SET EXERCISE: Copy the data from the line that contains "If you could point out the sleeve" to its last line, exactly, including both of those lines and leaving out everything before.

(Data extracted from a collection)
START
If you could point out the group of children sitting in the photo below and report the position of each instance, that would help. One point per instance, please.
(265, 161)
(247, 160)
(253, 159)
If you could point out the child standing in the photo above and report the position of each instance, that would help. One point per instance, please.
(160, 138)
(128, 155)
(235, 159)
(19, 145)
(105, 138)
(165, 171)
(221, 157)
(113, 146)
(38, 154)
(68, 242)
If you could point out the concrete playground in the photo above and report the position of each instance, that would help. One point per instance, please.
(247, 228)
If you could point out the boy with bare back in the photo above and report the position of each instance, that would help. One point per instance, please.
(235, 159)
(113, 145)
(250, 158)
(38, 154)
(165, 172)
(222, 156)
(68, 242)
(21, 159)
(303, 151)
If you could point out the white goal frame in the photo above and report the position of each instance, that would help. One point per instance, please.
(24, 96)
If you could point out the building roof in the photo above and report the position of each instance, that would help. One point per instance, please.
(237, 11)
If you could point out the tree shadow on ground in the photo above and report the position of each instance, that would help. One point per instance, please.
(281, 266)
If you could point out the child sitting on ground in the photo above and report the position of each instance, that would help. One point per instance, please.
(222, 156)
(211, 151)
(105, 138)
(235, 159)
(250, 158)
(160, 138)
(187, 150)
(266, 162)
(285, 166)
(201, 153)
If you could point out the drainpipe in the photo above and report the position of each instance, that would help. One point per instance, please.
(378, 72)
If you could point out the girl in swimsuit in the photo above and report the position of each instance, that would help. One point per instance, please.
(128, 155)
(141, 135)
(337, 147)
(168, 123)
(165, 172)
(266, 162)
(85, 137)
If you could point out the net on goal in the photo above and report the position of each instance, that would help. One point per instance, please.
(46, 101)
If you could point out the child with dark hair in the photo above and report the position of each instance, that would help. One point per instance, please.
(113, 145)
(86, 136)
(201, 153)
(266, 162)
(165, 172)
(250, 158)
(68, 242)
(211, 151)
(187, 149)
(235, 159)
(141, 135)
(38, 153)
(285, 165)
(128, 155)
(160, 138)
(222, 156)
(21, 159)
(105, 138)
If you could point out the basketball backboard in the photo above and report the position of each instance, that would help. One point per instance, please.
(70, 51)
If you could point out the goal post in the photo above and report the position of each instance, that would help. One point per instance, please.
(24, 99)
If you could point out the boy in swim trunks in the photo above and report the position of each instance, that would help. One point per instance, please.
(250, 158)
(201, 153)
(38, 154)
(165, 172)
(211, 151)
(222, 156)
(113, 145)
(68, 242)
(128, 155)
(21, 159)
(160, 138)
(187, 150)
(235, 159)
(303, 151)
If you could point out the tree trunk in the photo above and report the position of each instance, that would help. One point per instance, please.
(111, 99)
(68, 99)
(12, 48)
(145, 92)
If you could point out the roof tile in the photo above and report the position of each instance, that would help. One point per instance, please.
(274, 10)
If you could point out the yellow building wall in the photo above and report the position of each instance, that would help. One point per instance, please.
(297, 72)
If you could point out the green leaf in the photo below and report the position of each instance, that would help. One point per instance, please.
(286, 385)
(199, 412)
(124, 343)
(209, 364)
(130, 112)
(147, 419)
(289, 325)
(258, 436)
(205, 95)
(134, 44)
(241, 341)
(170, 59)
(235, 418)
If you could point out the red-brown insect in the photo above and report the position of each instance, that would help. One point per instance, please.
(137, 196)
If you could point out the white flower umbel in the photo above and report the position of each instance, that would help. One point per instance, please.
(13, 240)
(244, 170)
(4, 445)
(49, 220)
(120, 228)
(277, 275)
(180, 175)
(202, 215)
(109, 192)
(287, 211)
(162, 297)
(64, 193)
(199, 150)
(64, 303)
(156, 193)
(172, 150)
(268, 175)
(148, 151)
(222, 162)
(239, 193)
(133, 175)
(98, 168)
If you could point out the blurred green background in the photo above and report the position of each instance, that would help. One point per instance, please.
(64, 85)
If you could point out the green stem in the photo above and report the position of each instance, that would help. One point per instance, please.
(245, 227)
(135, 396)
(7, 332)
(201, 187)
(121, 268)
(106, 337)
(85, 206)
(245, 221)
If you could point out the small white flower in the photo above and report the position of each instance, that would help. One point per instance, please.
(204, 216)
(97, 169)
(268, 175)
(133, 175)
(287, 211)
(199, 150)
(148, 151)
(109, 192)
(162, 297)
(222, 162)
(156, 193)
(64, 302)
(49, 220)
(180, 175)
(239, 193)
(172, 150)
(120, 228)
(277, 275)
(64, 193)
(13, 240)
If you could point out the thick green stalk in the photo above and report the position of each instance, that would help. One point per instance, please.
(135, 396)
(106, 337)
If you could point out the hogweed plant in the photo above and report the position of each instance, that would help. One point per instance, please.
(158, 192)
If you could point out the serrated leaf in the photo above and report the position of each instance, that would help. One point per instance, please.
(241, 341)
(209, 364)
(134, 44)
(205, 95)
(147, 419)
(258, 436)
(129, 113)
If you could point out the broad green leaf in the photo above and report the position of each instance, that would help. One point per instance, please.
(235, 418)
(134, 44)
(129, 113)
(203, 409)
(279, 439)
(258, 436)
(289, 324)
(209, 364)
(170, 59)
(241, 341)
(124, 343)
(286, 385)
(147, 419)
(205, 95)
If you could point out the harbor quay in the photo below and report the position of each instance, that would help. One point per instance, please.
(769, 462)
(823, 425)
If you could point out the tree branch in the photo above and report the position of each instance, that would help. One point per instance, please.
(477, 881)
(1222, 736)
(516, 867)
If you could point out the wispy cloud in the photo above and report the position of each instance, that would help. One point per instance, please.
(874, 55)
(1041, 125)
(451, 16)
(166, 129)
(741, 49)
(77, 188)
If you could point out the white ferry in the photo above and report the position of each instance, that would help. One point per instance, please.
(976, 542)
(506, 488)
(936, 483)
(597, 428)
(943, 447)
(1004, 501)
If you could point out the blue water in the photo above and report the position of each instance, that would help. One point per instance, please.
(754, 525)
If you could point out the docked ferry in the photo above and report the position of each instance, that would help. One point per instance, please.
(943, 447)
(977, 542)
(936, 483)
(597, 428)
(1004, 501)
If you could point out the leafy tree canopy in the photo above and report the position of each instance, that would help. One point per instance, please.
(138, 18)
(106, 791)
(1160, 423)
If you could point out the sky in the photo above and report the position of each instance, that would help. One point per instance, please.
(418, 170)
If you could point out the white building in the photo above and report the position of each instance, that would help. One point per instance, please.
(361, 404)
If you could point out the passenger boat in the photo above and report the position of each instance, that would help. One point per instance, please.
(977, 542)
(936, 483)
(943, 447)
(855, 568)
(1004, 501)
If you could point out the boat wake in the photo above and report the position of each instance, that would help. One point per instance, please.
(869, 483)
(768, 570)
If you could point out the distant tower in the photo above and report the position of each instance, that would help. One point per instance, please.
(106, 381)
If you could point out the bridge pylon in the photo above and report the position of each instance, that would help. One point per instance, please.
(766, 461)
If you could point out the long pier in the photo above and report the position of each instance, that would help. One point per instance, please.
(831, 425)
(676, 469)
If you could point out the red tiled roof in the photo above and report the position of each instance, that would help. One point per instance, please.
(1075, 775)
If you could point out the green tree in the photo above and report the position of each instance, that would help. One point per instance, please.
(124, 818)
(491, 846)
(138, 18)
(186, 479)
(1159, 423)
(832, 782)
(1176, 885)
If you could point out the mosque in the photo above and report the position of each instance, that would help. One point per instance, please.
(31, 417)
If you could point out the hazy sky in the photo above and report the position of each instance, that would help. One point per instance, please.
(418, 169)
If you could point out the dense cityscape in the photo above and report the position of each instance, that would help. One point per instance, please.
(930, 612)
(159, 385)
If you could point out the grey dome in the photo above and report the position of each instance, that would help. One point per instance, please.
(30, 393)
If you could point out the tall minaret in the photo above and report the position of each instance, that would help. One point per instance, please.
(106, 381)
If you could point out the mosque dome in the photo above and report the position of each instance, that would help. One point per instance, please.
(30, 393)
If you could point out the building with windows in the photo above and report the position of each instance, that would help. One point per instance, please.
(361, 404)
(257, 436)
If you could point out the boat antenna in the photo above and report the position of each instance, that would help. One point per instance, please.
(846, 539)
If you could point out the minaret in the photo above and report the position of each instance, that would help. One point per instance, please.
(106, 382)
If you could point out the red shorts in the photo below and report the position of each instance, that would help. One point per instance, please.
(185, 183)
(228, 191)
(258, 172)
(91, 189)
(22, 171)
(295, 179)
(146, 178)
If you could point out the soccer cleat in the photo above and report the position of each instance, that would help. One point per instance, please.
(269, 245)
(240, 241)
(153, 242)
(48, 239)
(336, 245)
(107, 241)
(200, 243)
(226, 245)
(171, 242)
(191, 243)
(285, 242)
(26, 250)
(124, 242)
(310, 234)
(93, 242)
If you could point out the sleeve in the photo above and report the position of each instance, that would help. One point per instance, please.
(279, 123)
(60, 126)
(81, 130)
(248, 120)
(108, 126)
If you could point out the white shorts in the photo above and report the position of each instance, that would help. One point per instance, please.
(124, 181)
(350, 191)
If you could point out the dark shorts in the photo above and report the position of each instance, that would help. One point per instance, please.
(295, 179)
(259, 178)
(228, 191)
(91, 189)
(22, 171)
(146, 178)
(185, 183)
END
THE ANSWER:
If you could point out the sleeve in the photo above and report the position of each instance, that would help. One point per instance, please.
(279, 123)
(60, 126)
(81, 130)
(248, 120)
(108, 126)
If you could point out the white shorts in the photo above and report the position of each instance, that would help. One point per instance, please.
(124, 181)
(350, 191)
If you could point out the dark shorts in the photo above and report the position of each instance, that would help. One point per instance, please.
(295, 179)
(259, 178)
(228, 191)
(91, 189)
(22, 171)
(146, 178)
(185, 183)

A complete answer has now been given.